Rep. Jose Serrano to retire at term’s end because of Parkinson’s diagnosis

WASHINGTON  — Rep. Jose Serrano, a 16-term Democrat from the South Bronx, said Monday he has Parkinson’s disease and will retire at the end of his term.

The 75-year-old Serrano is a fixture in Bronx politics and is among Congress’ foremost defenders of Puerto Rico, the U.S. territory where he was born. First elected in 1990, Serrano is the most senior Latino currently serving in Congress.

He’s chairman of a House Appropriations subcommittee with jurisdiction over the departments of Justice and Commerce, and he pledged to use that post to “fight for climate change research, a fairer justice system, and an accurate 2020 census count.”

Serrano’s announcement came shortly after New York City Councilman Ritchie Torres announced he’d run for the congressional seat, which is a lopsided Democratic stronghold that gave Hillary Clinton 94 percent of the vote against President Donald Trump. Serrano’s announcement promises to lead more Democrats to enter the fray.

In his announcement, however, Serrano cited his diagnosis.

“Although this disease has not affected my work in Congress, over the last few months I’ve come to the realization that Parkinson’s will eventually take a toll, and that I cannot predict its rate of advancement,” Serrano said. Serrano said Parkinson’s hasn’t affected his work yet, but he has slowed in recent years.

Over almost three decades in Congress, Serrano has been a reliable vote for Democratic leaders and has focused much of his attention on the issues before the Appropriations Committee, such as funding legal aid for the poor, the census, and revitalizing the economically troubled South Bronx.

“I am extremely proud of the work we did to revitalize the Bronx River, to bring billions of federal dollars to our borough, to expand access to the ballot for language minorities, to increase STEM resources for minority students,” Serrano said. He also cited efforts to end the bombing of the island of Vieques, Puerto Rico, as part of U.S. naval training exercises.

Recorded information:
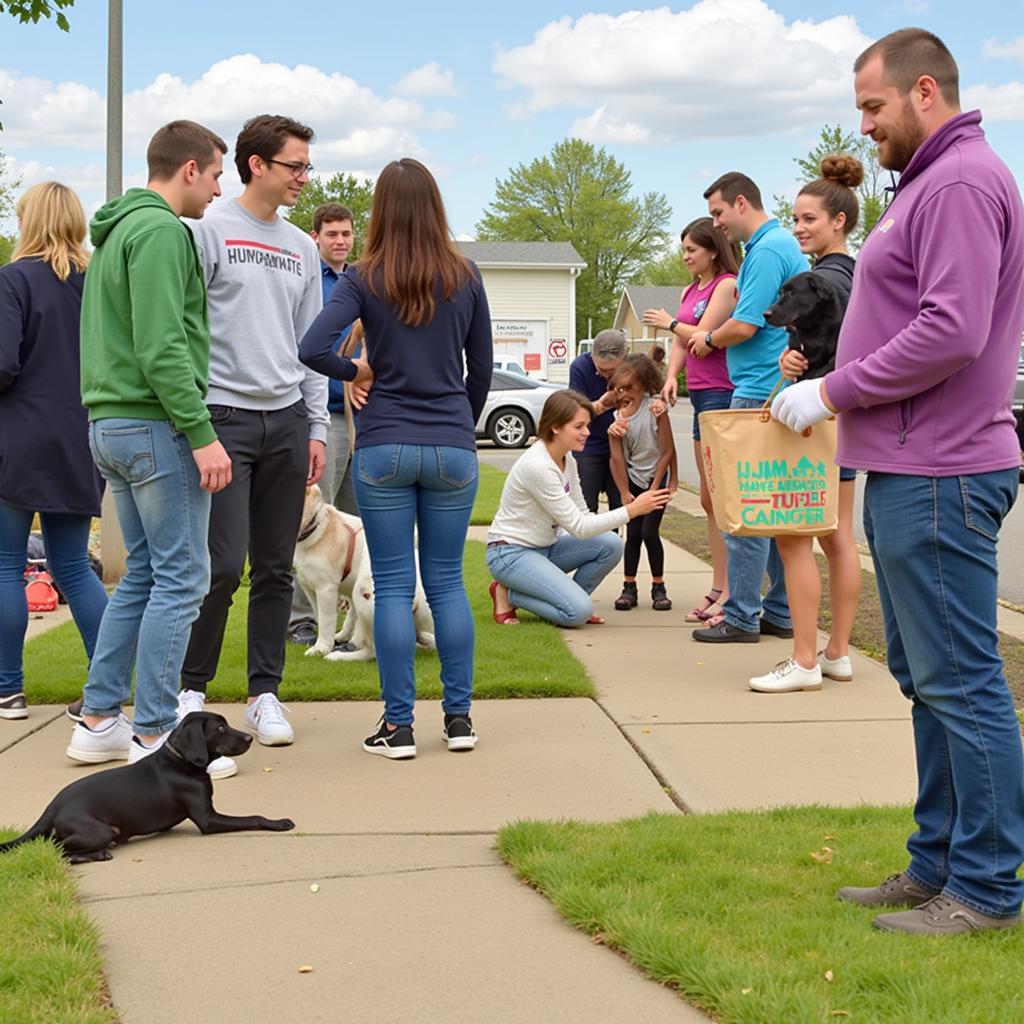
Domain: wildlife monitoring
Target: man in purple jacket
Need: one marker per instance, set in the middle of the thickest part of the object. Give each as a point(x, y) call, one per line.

How to complete this task: Copy out the passage of the Serrano retirement article word for word, starting at "WASHINGTON  — Rep." and ending at "of his term.".

Exercise output:
WASHINGTON  — Rep. Jose Serrano, a 16-term Democrat from the South Bronx, said Monday he has Parkinson’s disease and will retire at the end of his term.